Re: BUG #5120: Performance difference between running a query with named cursor and straight SELECT - Mailing list pgsql-bugs

From Tom Lane
Subject Re: BUG #5120: Performance difference between running a query with named cursor and straight SELECT
Date
Msg-id 14062.1255642397@sss.pgh.pa.us
Whole thread Raw
In response to Re: BUG #5120: Performance difference between running a query with named cursor and straight SELECT  (Steve McLellan <smclellan@mintel.com>)
List pgsql-bugs
Steve McLellan <smclellan@mintel.com> writes:
> Sorry, I should've tried that. The two explains are below; without cursor
> then with cursor. I don't know enough to reliably say whether there's
> anything wrong with either (we use default_statistics_target=100 although
> the estimates don't look right for some of the query fragments), but they're
> certainly very different.

Data shown:
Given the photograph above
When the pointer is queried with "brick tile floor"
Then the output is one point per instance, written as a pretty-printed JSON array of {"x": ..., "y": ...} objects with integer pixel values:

The problem: Rewrite the mailing list message from "From Tom Lane" up to and including "SELECT  (Steve McLellan <smclellan@mintel.com>)", substituting "server-side cursor" for every occurrence of "named cursor". The data supplied with the mailing list message is separate material.

Expected answer:
From Tom Lane
Subject Re: BUG #5120: Performance difference between running a query with server-side cursor and straight SELECT
Date
Msg-id 14062.1255642397@sss.pgh.pa.us
Whole thread Raw
In response to Re: BUG #5120: Performance difference between running a query with server-side cursor and straight SELECT  (Steve McLellan <smclellan@mintel.com>)